● Passage shown:
Accueil / Blog / Métier / 2014 / Talend Tutorial - Advanced XML transformation – Part 2 - table rows to XML

Talend Tutorial - Advanced XML transformation – Part 2 - table rows to XML

Par Gaël Pegliasco publié 03/03/2014, édité le 21/11/2014
Contributeurs : Gaël Pegliasco
One difficult point when using Talend Data Integration is working with XML data. Why? Because Talend DI has a "tabular" approach to data based on records, similar to SQL. But XML represents data as a tree, which is ideal to store hierarchical data, lists of lists and such. Moving from a two-dimensional tabular data representation to a tree representation is not so easy. But fortunately, Talend DI provides great tools for this. One of these is the tAdvancedFileOutputXML that we propose to discover in this tutorial.

Tutorial presentation

We have seen in the previous article « Talend Tutorial - Advanced XML transformation – Part 1 - XML to table rows » how to split an XML file into multiple tabular files. We propose you to do the opposite job now : converting many tabular flows into a XML file.

So, in our previous article about Advanced XML transformation we have splitted a XML list of « customer » elements having each many sub-elements « address » into 2 lists, one containing the customers, and another containing the addresses of each customer in order to store these in a SQL Database, for example.

We are going to do the opposite job, merging customers records and customers addresses into one big XML file.

You can download data used in this article from this link.

Our records look like these :

Customers.csv
id;CustomerName;LabelState;RegTime;Fresh;Frozen
1;Griffith Paving and Sealcoatin;Connecticut;03-11-2006;67852.0;61521.4852
2;Bill's Dive Shop;zona;19-11-2004;88792.0;15434.1
Addresses.csv
id;CustomerAddress
1;talend apres 91
1;511 Maple Ave. Apt. 1B
1;1799 Rosemary Way
1;1859 Green Bay Rd.1
2;310 Walker Ave.
2;844 Spruce St.

● What you will do: Reproduce word for word the stretch of the Talend tutorial that begins at the words "So, in our previous" and stops after the words "from this link.".

[A series of records]
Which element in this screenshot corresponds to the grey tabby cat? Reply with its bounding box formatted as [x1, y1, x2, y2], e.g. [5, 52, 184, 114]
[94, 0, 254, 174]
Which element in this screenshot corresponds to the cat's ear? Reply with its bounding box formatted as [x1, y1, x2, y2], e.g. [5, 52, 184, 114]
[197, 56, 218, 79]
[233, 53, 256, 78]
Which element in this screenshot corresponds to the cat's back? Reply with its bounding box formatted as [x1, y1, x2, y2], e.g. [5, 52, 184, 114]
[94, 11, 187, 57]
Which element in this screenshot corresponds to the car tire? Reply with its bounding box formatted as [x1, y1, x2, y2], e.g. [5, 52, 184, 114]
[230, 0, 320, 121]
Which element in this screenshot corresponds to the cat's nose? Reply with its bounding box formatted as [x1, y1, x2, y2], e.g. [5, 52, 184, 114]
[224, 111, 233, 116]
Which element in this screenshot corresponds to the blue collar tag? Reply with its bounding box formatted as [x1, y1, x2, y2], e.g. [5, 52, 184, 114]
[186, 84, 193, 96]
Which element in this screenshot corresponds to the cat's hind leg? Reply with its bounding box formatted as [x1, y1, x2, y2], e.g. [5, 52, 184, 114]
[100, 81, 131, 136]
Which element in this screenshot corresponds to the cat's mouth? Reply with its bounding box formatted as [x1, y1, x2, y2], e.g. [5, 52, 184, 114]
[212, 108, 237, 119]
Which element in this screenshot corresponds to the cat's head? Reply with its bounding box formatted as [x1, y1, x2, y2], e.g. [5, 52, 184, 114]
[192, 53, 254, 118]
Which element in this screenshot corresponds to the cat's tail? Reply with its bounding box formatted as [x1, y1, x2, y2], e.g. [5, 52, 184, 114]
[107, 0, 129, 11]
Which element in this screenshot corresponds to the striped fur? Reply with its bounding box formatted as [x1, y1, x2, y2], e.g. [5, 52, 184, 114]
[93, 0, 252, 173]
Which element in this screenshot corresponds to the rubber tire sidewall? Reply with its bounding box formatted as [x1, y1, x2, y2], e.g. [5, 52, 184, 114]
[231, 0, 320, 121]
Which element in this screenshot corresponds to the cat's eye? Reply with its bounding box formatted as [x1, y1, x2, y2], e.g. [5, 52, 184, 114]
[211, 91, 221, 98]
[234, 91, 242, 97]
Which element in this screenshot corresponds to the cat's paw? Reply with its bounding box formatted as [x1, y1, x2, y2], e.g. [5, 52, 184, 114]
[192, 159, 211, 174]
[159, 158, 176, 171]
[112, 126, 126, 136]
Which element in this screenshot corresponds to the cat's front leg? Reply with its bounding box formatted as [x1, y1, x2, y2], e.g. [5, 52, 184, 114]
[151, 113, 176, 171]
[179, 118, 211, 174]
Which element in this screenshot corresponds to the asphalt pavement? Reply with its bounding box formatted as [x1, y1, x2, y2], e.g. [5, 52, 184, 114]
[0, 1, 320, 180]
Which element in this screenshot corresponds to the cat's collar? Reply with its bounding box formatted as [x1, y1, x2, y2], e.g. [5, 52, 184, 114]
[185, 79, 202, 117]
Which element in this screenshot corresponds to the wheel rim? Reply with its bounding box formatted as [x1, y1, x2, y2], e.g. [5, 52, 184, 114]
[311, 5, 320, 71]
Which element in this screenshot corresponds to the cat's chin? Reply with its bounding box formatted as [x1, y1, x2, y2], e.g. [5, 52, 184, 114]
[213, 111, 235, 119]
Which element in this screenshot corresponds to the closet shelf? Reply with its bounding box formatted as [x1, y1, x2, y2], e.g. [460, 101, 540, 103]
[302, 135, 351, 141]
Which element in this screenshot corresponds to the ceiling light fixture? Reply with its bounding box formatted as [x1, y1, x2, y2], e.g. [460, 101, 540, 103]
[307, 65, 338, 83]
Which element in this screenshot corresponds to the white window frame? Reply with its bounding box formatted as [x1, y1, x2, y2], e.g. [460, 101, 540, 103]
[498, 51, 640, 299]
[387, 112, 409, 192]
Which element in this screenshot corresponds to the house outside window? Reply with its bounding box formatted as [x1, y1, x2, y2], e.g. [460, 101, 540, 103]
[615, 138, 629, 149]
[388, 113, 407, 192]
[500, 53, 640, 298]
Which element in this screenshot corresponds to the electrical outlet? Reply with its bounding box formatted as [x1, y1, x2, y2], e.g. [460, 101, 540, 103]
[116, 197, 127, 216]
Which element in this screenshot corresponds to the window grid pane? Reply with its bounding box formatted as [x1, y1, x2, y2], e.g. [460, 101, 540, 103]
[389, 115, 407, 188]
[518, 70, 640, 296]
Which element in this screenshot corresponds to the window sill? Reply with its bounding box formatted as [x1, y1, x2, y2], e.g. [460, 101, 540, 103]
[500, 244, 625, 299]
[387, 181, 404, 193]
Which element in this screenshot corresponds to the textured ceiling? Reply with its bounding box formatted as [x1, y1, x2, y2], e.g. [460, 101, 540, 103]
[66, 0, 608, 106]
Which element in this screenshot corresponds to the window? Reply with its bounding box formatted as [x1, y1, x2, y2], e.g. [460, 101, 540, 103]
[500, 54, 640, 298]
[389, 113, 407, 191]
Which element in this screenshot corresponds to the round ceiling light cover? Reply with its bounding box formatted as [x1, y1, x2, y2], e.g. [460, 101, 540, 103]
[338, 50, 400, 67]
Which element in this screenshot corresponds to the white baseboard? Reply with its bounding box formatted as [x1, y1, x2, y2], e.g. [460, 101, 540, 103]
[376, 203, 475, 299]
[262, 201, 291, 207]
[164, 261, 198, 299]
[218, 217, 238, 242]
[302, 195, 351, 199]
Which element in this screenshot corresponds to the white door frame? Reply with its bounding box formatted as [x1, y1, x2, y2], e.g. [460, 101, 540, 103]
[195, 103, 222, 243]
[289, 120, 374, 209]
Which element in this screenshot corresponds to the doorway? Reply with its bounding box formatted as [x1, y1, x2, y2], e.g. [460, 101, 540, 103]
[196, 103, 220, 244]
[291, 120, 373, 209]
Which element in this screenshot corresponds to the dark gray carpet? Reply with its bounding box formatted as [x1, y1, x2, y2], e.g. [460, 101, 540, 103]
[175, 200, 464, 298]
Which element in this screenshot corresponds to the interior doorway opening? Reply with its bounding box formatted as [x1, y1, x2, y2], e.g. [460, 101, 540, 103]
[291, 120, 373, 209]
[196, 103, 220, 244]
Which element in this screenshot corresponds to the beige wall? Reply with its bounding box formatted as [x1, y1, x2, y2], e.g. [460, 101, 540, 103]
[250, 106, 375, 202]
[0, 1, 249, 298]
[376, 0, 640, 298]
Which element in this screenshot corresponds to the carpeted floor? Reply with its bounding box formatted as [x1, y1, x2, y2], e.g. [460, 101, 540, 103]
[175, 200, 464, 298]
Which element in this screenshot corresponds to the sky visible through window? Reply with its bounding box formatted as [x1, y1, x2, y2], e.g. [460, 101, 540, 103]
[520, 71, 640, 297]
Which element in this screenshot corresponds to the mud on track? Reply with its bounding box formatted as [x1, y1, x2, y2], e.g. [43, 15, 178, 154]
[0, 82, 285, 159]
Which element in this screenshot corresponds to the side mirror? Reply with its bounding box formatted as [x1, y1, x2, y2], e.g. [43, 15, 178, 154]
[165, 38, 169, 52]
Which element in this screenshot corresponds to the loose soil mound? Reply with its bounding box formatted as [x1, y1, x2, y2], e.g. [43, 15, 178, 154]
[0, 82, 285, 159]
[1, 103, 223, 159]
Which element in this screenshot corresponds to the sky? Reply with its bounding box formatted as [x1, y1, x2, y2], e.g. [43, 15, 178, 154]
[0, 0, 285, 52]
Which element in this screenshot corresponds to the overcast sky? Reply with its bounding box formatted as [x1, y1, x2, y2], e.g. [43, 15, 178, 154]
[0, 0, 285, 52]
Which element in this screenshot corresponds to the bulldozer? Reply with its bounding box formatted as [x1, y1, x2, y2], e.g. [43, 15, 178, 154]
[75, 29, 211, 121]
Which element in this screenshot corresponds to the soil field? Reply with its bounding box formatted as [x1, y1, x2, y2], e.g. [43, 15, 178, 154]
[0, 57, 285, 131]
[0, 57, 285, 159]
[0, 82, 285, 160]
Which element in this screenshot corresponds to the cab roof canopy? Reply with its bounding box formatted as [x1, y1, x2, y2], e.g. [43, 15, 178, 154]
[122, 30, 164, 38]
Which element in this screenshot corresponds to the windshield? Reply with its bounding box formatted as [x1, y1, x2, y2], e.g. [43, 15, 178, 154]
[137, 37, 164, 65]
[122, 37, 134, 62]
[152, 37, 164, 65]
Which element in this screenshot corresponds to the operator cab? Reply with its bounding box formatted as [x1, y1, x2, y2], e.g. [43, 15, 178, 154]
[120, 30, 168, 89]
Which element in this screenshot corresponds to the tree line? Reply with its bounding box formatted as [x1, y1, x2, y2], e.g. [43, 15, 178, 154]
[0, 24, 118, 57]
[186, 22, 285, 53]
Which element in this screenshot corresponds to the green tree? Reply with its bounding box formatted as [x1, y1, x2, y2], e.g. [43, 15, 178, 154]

● Correct response:
So, in our previous article about Advanced XML transformation we have splitted a XML list of « customer » elements having each many sub-elements « address » into 2 lists, one containing the customers, and another containing the addresses of each customer in order to store these in a SQL Database, for example.

We are going to do the opposite job, merging customers records and customers addresses into one big XML file.

You can download data used in this article from this link.